▶

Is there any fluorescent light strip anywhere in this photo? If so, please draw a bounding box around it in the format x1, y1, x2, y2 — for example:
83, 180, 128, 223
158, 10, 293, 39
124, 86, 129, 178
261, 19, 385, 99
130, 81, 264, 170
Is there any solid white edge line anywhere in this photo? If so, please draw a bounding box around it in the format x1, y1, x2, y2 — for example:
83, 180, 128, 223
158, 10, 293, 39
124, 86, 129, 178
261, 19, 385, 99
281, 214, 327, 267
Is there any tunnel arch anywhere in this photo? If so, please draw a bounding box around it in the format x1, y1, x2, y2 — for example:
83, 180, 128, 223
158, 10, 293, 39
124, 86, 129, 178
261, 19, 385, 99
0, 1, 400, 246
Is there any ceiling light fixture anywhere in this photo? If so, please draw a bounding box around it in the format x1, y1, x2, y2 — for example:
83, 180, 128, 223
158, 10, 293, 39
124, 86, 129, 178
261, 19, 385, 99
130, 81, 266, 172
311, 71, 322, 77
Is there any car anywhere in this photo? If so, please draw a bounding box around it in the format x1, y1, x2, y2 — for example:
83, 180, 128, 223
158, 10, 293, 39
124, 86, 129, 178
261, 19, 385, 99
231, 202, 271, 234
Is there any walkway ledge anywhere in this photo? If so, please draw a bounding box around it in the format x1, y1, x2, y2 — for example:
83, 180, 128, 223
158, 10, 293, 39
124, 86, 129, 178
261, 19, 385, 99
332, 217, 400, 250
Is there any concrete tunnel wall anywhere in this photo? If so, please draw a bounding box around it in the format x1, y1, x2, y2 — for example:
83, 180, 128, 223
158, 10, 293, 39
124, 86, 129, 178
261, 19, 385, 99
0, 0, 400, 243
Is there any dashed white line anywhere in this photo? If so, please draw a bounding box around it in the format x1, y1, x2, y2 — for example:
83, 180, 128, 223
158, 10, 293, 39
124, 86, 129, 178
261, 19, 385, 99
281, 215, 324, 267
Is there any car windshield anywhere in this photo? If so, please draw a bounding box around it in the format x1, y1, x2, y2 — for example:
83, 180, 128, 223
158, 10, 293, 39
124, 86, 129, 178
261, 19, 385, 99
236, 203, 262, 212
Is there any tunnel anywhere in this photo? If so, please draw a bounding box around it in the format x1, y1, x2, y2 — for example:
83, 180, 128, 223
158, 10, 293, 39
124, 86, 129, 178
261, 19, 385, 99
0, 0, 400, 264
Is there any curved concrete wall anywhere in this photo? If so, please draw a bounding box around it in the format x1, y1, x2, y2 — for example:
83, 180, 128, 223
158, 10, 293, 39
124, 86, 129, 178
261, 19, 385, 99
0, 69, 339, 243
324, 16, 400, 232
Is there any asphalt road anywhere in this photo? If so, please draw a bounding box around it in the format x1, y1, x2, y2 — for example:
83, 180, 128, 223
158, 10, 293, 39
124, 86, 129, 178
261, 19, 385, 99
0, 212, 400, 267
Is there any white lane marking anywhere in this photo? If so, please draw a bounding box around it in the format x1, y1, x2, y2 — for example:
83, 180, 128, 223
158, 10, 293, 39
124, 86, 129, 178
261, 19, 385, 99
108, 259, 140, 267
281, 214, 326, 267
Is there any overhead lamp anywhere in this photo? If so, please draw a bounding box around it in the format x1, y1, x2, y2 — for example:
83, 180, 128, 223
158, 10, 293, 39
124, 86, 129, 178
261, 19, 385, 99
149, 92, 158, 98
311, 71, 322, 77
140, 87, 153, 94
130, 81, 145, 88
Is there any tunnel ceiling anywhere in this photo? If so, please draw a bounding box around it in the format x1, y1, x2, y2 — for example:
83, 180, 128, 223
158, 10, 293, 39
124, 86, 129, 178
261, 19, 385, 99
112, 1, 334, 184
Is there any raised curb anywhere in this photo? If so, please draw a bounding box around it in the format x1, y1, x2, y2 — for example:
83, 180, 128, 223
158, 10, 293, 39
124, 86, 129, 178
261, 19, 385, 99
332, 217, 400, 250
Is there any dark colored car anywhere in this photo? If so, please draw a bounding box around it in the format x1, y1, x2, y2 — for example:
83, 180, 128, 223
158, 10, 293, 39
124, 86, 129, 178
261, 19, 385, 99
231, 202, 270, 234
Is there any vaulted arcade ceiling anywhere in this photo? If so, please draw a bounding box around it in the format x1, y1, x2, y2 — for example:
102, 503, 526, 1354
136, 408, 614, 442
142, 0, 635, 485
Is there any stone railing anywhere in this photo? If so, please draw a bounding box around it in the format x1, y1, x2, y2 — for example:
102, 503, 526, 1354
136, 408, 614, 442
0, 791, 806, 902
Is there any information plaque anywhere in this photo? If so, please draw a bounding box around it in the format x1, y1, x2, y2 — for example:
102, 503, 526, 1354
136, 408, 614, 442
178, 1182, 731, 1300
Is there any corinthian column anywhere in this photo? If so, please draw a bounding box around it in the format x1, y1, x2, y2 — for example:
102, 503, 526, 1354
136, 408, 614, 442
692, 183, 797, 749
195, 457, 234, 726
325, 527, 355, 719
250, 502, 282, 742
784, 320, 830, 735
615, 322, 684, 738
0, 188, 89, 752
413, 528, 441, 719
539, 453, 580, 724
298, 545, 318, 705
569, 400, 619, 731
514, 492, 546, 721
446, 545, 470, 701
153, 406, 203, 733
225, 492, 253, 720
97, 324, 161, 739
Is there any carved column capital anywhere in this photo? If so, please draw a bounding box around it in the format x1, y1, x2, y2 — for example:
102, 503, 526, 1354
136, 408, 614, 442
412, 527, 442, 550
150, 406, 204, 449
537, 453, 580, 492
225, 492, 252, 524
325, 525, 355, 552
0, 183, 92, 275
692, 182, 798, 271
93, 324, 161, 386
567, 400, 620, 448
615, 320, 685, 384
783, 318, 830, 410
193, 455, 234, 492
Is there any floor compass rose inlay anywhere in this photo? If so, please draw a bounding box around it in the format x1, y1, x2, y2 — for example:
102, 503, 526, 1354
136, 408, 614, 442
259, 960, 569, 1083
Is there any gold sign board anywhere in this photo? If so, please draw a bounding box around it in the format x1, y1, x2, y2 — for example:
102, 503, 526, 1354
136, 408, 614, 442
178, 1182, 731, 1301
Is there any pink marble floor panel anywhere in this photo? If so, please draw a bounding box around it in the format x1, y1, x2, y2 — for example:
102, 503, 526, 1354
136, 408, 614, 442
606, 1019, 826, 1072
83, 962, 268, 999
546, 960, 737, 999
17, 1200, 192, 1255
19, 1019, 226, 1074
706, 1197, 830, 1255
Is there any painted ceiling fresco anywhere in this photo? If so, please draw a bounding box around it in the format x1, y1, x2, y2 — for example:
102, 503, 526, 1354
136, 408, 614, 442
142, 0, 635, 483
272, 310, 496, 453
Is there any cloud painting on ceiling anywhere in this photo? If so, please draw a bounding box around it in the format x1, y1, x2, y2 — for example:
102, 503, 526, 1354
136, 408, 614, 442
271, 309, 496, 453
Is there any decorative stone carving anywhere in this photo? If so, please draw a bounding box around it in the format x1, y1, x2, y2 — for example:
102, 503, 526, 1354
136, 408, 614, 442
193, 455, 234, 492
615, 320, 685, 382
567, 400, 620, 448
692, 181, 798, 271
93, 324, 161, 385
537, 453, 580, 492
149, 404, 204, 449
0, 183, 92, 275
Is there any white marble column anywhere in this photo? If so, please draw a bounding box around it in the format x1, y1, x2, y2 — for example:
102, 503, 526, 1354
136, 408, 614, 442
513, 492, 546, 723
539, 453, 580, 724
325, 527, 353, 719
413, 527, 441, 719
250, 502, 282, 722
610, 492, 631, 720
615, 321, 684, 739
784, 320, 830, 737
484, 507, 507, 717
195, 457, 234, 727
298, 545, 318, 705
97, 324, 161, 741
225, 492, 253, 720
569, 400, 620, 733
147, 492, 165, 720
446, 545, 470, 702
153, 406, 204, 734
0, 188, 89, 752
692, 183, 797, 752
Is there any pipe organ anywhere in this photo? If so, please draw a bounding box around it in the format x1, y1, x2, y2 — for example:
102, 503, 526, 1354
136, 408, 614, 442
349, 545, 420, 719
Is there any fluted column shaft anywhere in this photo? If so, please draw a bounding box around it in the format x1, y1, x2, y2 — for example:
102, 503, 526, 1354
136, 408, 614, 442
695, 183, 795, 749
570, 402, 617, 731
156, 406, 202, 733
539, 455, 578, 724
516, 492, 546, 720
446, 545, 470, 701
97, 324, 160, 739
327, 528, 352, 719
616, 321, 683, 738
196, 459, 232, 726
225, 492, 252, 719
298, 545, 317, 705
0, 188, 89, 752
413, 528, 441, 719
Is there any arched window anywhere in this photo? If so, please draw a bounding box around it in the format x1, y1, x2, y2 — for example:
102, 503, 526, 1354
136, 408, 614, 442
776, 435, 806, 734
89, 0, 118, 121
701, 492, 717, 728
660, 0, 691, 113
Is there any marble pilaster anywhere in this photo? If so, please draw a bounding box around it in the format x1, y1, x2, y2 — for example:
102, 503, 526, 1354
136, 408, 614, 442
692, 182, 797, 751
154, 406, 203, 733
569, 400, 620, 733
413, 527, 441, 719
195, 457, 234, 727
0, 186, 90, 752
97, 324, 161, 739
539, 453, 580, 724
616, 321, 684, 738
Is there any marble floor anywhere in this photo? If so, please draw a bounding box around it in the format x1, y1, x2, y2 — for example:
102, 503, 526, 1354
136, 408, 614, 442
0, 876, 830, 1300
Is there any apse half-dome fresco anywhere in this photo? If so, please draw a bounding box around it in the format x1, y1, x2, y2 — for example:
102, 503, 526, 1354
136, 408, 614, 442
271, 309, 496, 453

◀

### Given instruction
Find the line with "Is there any pipe" in the listing above, then write out that line and each remaining line exactly, with no other text.

### Answer to the task
Is there any pipe organ anywhere in this photo? If so, please draw a bounding box around it in the format x1, y1, x2, y2 — for example:
102, 503, 526, 1354
136, 408, 614, 442
349, 545, 420, 719
Is there any fluted column shaft anywhere in this photo? If so, please draw a bounding box around it in the format x1, y1, x2, y2 — for example:
102, 503, 526, 1354
136, 408, 614, 442
695, 183, 795, 749
570, 402, 617, 731
156, 406, 202, 733
539, 455, 578, 724
516, 492, 546, 720
446, 545, 470, 701
97, 324, 160, 739
327, 528, 352, 719
616, 321, 683, 738
196, 459, 232, 726
225, 492, 252, 719
298, 545, 317, 705
0, 188, 89, 752
413, 528, 441, 719
Is there any arched window anywhere in this photo? If so, please draw a bounding box around it in the format x1, y1, x2, y2 — for example:
102, 503, 526, 1354
136, 408, 614, 442
776, 435, 806, 734
89, 0, 118, 121
701, 492, 717, 728
660, 0, 691, 113
Is there any marble pilaster anywhere in this photo? If so, please draw a bounding box around it in the format x1, y1, x2, y2 — for example:
102, 503, 526, 1354
136, 408, 614, 442
692, 182, 797, 751
154, 406, 203, 733
569, 400, 620, 733
413, 527, 441, 719
195, 457, 234, 727
0, 186, 90, 752
97, 324, 161, 739
539, 453, 580, 724
616, 321, 684, 738
Is there any marble floor anywhere in this photo? If so, please draw a bounding box around it in the format x1, y1, x2, y2 — for example:
102, 503, 526, 1354
136, 408, 614, 442
0, 876, 830, 1300
Is there any apse half-dome fresco anywhere in this photo? If so, please draw a bounding box around it in the format x1, y1, x2, y2 — for example:
102, 503, 526, 1354
136, 408, 614, 442
271, 309, 496, 453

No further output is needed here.